Required work → Reproduce the data in full, exactly as it appears.
====== Data for analysis
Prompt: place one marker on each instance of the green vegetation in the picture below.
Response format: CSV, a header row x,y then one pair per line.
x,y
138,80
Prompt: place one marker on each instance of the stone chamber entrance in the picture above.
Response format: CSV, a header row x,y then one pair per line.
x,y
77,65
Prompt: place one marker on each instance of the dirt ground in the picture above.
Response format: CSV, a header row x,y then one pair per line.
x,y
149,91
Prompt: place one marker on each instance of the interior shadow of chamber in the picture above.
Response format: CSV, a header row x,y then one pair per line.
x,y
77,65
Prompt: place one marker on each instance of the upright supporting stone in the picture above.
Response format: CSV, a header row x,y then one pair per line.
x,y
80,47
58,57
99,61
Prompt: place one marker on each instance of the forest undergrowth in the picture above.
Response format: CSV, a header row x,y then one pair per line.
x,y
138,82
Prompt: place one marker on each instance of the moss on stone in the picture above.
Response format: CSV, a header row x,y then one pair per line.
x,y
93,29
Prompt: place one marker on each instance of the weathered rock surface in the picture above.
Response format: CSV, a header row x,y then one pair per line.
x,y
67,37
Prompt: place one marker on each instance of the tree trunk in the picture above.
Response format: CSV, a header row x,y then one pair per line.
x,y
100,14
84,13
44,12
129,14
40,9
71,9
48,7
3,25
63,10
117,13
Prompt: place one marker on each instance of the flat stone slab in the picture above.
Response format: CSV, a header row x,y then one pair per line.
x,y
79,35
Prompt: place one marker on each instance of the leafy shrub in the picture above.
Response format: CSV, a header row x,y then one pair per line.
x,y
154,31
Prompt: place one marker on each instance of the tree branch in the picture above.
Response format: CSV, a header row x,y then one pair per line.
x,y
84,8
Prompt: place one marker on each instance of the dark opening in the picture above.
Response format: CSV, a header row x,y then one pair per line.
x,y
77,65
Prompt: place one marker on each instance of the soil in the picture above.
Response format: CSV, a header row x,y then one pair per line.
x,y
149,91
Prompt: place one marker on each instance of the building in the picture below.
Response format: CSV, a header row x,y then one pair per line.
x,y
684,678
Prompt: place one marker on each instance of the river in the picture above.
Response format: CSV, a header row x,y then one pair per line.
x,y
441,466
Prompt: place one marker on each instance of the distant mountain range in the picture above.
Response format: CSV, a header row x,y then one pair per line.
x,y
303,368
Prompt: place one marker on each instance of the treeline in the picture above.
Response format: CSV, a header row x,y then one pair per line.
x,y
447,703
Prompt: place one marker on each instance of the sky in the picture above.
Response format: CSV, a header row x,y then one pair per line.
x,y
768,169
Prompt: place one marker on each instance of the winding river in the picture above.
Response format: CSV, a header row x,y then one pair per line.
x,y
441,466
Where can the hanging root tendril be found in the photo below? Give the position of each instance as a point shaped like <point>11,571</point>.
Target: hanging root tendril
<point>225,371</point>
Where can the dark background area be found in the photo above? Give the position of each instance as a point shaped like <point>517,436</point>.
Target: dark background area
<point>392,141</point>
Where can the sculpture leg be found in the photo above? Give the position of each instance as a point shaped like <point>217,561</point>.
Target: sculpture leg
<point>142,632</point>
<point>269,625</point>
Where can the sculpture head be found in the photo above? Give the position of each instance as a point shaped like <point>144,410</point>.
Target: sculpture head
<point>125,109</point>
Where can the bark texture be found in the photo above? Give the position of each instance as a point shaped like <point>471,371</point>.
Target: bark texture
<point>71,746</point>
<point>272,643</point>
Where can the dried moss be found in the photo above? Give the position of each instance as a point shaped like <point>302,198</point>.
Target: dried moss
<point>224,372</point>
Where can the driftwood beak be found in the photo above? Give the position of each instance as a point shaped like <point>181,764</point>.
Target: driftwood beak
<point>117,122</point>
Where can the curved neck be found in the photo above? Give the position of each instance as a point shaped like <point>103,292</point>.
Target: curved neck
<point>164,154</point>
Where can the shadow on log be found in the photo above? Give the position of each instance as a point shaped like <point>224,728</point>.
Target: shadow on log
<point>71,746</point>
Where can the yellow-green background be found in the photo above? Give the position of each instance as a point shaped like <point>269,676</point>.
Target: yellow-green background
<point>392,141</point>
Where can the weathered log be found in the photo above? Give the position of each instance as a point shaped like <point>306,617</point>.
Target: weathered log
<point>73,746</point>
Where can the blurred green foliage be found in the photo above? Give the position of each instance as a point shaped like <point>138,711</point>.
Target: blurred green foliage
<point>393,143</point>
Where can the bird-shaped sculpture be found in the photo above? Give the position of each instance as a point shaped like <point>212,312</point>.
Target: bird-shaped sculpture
============
Task result →
Prompt: place one marker on each instance of the green vegetation in the picture below.
Response format: CSV, a header row x,y then one pair per line.
x,y
138,80
Prompt: place one marker on each instance of the stone chamber entrance in the picture above.
Response format: CSV, a header row x,y then one pair per line.
x,y
77,65
Prompt: place one marker on each instance of the dirt ground in the picture above.
Response format: CSV, a header row x,y then one pair per line.
x,y
149,91
Prompt: place one marker on each instance of the interior shadow of chamber in the picture above.
Response format: CSV, a header row x,y then one pair per line.
x,y
77,65
Prompt: place one marker on each instance of the upright supporting stone in the picture above.
Response format: CSV, a header row x,y then one pair per line.
x,y
80,47
58,57
99,61
Prompt: place one marker on each instance of the forest undergrowth in the picture above.
Response format: CSV, a header row x,y then one pair per line.
x,y
138,82
Prompt: place one marker on each instance of the moss on stone in the picture above.
Response format: CSV, a header row x,y then one pair per line.
x,y
93,29
Prompt: place one marker on each instance of the weathered rock surface in the picture above.
Response format: CSV, a header row x,y then one pair per line.
x,y
67,37
Prompt: place one marker on each instance of the tree trunk in the picture above.
Response format: CSV, a header row x,y then one pair per line.
x,y
100,14
84,13
44,12
129,14
40,9
71,9
48,7
3,25
63,10
117,13
Prompt: place one marker on each instance of the flat stone slab in the picture above.
Response format: CSV, a header row x,y then one pair per line.
x,y
79,35
Prompt: place one marker on each instance of the leafy shrub in the picture above.
Response format: CSV, a header row x,y then one pair per line.
x,y
154,31
Prompt: place one marker on each instance of the tree branch in the picture above.
Response format: CSV, a header row x,y then one pair per line.
x,y
84,8
Prompt: place one marker on each instance of the dark opening in the picture above.
Response format: CSV, a header row x,y then one pair per line.
x,y
77,65
Prompt: place one marker on each instance of the soil in the picture above.
Response format: CSV, a header row x,y then one pair per line.
x,y
149,91
Prompt: place one marker on each instance of the building in the picture below.
Response format: CSV, a header row x,y then one pair per line.
x,y
684,678
Prompt: place one marker on each instance of the river in the picture above.
Response format: CSV, a header row x,y then one pair per line.
x,y
441,466
Prompt: place one marker on each instance of the distant mountain range in the picture above.
Response format: CSV, a header row x,y then one pair per line.
x,y
303,368
Prompt: place one marker on each instance of the treeline in the picture above.
Response format: CSV, a header row x,y then one pair per line.
x,y
447,703
Prompt: place one marker on each instance of the sky in the picture above.
Response format: CSV, a header row x,y then one pair per line.
x,y
768,169
Prompt: place one marker on each instance of the winding river in the picture above.
Response format: CSV, a header row x,y then one pair per line.
x,y
441,466
Where can the hanging root tendril be found in the photo below? Give the position of each instance as a point shaped like <point>11,571</point>.
Target: hanging root tendril
<point>225,371</point>
Where can the dark background area be found in the photo above? Give the position of each instance as a point shaped like <point>517,436</point>.
Target: dark background area
<point>392,141</point>
Where can the sculpture leg be found in the photo above? Give the position of each instance as a point shaped like <point>217,561</point>.
Target: sculpture leg
<point>142,632</point>
<point>269,625</point>
Where can the sculpture head be found in the photo above? Give the position of each instance as a point shaped like <point>144,410</point>.
Target: sculpture head
<point>125,109</point>
Where can the bark texture be found in the photo above? Give the position of each instance as a point shaped like <point>471,371</point>.
Target: bark texture
<point>71,746</point>
<point>272,643</point>
Where can the dried moss be found in the photo above? Give the position of each instance as a point shaped like <point>302,198</point>.
Target: dried moss
<point>224,372</point>
Where can the driftwood beak be found in the photo above? Give the position of each instance as a point shaped like <point>181,764</point>.
Target: driftwood beak
<point>117,122</point>
Where can the curved neck be found in the photo above? Give the position of each instance as a point shaped like <point>103,292</point>.
Target: curved neck
<point>164,154</point>
Where can the shadow on log be found in the photo above? Give the position of each instance as a point shaped like <point>224,728</point>.
Target: shadow on log
<point>71,746</point>
Where can the yellow-green background be found in the photo above? Give the position of each instance as a point shaped like <point>269,676</point>.
Target: yellow-green background
<point>392,141</point>
Where can the weathered log be found in the photo above? Give the position of each instance as a point shaped like <point>306,617</point>.
Target: weathered log
<point>73,746</point>
Where can the blurred green foliage be found in the photo above? Give the position of each instance as a point shaped like <point>138,711</point>.
Target: blurred green foliage
<point>393,143</point>
Where can the bird-shaped sculpture be found in the photo above? Give the position of each instance as a point shaped like <point>212,312</point>.
Target: bird-shaped sculpture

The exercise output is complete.